WHAT TO WORK ON: The line that holds "Detect: white pickup truck" marks the start. Return it and each following line through the end of the data, unchanged.

SUPPLIED DATA:
== Segment start ==
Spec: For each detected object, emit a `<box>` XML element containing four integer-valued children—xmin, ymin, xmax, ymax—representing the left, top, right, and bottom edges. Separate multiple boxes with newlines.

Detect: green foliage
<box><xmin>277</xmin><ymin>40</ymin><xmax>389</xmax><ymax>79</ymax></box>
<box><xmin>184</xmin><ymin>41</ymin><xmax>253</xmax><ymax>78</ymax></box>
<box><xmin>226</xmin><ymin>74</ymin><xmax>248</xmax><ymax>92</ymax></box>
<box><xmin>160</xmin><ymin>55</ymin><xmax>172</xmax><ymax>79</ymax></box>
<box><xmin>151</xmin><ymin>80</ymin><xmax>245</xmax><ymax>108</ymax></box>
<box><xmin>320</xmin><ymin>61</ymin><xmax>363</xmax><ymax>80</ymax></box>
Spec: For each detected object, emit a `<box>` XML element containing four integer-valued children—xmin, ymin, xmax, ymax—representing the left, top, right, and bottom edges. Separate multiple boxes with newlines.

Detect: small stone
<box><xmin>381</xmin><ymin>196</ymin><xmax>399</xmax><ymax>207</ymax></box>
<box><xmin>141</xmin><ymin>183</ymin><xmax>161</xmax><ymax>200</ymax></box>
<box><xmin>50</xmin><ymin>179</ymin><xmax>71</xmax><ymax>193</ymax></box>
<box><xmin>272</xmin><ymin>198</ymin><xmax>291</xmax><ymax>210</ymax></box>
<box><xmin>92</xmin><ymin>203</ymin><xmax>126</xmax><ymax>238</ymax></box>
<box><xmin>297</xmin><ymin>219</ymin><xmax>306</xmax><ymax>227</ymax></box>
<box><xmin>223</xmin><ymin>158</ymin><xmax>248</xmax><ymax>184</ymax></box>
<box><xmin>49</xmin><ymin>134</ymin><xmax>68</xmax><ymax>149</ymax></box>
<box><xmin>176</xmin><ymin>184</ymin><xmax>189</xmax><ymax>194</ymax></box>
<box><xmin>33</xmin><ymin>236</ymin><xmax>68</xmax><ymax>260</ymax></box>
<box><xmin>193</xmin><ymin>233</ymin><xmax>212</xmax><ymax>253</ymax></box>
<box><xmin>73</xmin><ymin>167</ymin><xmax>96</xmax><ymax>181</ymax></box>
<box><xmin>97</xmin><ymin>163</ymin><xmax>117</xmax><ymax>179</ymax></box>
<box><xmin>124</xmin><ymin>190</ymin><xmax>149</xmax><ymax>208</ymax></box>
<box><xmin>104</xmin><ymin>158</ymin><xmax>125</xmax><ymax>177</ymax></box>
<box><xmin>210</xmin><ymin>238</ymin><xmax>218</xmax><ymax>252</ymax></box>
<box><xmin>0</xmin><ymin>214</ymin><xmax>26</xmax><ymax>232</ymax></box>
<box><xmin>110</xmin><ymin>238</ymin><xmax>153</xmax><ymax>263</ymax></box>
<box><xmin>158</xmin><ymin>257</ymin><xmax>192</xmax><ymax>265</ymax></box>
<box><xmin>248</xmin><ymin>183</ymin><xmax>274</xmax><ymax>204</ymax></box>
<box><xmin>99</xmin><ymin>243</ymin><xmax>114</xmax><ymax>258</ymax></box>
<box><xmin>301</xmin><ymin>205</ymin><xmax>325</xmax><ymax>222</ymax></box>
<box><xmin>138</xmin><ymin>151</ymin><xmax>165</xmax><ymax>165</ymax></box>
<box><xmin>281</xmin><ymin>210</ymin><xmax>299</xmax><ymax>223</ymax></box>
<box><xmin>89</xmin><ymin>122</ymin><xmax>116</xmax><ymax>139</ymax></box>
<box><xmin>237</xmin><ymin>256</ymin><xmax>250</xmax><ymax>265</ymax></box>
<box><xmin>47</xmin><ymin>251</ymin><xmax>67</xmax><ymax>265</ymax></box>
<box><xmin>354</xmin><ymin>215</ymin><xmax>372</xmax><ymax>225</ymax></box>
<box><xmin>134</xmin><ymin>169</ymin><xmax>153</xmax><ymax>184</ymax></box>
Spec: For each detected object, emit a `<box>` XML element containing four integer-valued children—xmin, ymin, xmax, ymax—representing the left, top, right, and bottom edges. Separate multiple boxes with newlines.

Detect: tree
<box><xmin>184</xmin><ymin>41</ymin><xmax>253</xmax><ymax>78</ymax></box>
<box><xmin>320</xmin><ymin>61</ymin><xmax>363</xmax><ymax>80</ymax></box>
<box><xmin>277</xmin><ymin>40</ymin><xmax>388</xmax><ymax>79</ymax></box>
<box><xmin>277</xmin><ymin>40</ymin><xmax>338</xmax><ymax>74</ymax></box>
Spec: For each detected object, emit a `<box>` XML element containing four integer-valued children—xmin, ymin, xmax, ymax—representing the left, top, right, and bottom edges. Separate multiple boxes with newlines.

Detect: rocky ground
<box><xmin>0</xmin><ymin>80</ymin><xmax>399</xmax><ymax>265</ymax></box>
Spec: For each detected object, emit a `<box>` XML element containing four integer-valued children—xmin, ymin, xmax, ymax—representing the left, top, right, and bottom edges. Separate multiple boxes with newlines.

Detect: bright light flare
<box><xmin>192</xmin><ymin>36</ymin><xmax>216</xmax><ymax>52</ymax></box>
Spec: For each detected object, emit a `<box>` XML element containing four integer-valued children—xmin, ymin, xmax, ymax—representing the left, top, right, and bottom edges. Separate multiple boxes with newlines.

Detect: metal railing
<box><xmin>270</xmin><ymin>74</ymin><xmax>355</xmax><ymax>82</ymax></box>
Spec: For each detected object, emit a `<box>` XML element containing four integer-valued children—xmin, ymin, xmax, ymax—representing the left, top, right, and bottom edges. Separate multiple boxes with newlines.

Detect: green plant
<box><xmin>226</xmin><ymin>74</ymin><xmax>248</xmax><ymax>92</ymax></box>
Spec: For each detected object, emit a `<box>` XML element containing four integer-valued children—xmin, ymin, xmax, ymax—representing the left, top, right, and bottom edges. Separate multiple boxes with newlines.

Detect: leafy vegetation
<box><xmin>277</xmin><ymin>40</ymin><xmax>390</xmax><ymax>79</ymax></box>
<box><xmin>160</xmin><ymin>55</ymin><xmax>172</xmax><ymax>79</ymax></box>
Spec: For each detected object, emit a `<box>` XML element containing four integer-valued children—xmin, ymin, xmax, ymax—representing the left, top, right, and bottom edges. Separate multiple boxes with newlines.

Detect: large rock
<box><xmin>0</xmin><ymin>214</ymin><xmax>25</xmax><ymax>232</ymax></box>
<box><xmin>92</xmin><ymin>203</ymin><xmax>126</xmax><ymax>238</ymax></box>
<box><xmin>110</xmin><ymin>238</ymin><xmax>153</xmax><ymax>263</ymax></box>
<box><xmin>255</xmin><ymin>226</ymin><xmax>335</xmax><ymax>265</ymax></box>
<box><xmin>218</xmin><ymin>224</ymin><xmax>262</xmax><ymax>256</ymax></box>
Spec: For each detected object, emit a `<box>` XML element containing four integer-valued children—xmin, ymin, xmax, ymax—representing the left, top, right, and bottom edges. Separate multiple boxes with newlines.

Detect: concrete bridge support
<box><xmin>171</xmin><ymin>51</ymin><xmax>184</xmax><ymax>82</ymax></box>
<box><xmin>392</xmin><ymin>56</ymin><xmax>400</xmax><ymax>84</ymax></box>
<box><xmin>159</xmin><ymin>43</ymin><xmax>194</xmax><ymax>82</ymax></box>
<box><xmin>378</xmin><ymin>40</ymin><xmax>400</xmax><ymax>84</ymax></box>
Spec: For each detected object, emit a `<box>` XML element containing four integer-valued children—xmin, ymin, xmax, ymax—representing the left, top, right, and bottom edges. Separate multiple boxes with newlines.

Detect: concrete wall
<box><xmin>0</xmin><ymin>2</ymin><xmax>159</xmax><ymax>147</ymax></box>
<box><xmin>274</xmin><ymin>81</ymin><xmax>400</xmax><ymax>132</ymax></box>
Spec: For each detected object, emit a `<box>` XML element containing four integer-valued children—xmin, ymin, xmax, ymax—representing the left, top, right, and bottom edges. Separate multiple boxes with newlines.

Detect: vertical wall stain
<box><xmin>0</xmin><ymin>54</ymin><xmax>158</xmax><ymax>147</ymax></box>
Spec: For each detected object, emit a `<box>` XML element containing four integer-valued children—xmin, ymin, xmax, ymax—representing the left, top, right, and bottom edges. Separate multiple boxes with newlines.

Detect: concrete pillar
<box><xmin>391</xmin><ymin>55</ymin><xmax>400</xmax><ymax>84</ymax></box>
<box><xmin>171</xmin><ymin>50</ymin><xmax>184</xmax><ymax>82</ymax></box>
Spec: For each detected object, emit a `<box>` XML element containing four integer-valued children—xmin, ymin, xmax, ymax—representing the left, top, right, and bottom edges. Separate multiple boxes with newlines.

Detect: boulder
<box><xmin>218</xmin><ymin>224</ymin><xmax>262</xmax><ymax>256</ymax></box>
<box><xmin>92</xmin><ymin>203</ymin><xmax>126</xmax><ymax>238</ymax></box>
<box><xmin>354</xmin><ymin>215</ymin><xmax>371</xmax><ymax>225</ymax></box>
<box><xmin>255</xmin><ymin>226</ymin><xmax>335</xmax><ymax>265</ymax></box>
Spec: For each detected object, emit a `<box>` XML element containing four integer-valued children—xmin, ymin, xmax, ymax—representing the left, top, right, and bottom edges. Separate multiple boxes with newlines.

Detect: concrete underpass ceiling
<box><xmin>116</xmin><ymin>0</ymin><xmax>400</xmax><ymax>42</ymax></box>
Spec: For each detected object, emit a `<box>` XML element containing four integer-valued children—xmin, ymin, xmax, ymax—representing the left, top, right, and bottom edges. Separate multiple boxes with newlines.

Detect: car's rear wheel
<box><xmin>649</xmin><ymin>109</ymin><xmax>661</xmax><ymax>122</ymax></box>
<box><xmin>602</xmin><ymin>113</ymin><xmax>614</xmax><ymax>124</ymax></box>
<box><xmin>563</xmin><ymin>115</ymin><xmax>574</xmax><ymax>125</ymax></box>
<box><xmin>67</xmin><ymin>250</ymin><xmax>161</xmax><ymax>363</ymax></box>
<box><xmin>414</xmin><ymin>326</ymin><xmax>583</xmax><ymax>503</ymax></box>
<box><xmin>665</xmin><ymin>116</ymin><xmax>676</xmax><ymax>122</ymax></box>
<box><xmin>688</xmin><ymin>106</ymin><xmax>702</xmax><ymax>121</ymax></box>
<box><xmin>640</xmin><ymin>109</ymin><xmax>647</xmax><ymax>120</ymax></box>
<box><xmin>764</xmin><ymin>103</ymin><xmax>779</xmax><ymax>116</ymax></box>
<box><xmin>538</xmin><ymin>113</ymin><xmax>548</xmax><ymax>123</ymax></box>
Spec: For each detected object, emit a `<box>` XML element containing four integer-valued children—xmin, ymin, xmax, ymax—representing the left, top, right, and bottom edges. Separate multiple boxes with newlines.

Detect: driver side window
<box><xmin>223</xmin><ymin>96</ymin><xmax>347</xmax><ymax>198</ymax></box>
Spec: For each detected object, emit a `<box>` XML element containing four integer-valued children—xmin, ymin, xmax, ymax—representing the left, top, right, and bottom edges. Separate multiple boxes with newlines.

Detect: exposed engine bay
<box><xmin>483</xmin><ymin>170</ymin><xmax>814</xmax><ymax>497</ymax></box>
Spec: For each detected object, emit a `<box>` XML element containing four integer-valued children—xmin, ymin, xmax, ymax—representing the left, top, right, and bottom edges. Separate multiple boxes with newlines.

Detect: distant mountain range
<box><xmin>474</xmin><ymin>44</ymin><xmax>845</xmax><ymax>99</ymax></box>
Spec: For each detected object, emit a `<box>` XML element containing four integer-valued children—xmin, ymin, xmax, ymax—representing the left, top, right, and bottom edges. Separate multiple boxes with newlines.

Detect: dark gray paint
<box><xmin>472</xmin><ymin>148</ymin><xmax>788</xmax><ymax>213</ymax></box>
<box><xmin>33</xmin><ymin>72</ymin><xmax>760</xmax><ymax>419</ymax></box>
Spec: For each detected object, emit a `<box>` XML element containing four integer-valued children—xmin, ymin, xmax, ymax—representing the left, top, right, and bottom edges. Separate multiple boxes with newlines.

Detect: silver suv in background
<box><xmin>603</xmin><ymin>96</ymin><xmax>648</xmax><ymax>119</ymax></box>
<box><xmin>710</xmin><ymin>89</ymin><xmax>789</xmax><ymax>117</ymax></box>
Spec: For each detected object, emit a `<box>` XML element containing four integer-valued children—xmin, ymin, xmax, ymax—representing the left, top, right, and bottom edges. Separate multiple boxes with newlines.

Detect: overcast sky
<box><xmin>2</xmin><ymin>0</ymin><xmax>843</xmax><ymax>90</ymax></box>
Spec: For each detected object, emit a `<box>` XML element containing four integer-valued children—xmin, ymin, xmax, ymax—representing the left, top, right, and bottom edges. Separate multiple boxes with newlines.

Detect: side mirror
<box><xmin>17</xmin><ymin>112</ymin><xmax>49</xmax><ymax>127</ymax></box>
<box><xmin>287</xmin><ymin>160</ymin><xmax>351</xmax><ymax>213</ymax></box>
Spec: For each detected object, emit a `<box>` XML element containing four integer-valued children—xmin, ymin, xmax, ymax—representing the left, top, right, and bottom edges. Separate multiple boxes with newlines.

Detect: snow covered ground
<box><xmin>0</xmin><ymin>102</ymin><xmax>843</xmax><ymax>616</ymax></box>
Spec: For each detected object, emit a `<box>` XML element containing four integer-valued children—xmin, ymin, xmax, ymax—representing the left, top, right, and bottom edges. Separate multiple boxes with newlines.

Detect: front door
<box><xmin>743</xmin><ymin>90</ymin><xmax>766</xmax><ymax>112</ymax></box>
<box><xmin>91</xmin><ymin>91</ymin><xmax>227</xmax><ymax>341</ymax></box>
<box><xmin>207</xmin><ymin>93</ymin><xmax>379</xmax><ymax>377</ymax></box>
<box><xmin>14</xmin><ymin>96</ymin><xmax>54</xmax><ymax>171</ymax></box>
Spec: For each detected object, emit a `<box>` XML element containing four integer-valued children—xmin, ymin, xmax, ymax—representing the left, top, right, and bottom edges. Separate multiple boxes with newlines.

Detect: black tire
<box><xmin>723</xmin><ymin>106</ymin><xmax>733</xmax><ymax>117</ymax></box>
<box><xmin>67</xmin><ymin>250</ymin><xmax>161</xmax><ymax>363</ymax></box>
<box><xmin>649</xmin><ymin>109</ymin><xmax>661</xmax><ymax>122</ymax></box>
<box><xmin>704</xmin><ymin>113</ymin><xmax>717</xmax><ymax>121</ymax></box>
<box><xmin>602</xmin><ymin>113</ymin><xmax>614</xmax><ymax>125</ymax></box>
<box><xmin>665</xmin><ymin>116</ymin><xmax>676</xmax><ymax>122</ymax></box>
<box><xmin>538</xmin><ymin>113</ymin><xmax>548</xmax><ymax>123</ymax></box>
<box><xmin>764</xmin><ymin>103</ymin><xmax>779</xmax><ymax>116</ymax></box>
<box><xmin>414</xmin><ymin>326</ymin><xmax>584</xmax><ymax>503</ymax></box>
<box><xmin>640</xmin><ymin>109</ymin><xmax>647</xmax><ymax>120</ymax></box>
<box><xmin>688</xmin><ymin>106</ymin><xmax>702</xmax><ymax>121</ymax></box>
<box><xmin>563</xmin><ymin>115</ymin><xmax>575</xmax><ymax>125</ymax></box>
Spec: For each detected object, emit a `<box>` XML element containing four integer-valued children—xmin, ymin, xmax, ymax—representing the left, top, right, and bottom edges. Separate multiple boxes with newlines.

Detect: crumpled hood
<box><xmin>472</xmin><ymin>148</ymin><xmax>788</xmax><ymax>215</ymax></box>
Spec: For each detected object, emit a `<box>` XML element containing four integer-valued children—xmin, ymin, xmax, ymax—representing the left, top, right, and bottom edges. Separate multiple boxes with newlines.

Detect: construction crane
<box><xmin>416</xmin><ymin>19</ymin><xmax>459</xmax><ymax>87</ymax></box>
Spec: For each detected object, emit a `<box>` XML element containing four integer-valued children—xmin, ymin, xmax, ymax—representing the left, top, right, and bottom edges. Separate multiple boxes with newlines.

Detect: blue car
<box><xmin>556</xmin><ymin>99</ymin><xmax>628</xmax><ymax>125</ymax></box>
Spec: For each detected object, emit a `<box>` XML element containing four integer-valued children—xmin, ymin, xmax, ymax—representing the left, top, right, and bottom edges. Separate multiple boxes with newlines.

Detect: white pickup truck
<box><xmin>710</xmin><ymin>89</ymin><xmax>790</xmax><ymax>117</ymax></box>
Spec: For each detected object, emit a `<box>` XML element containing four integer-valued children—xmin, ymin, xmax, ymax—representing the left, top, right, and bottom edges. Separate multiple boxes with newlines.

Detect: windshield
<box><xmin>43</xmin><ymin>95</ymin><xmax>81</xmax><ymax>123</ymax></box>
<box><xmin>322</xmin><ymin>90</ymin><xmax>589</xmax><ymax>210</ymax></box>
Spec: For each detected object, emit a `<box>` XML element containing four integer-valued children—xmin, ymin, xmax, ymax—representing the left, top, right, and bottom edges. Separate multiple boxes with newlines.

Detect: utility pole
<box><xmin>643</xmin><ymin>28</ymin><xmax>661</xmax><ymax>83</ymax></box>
== Segment end ==
EXERCISE RESPONSE:
Detect: white pickup truck
<box><xmin>710</xmin><ymin>89</ymin><xmax>790</xmax><ymax>117</ymax></box>
Spec: For each detected object, emit a `<box>` XML element containing four integer-valued children—xmin, ymin, xmax, ymax—representing the left, top, right, and bottom edges. Separate multiple boxes with newlines.

Detect: windshield
<box><xmin>43</xmin><ymin>95</ymin><xmax>81</xmax><ymax>123</ymax></box>
<box><xmin>322</xmin><ymin>90</ymin><xmax>589</xmax><ymax>210</ymax></box>
Spec: For each detected object, emit a `<box>` XML element containing four integer-valued children—xmin, ymin, xmax, ymax—representing the left, top, right, and bottom edges. Separate multiple boxes with newlines.

Detect: utility pole
<box><xmin>643</xmin><ymin>28</ymin><xmax>661</xmax><ymax>83</ymax></box>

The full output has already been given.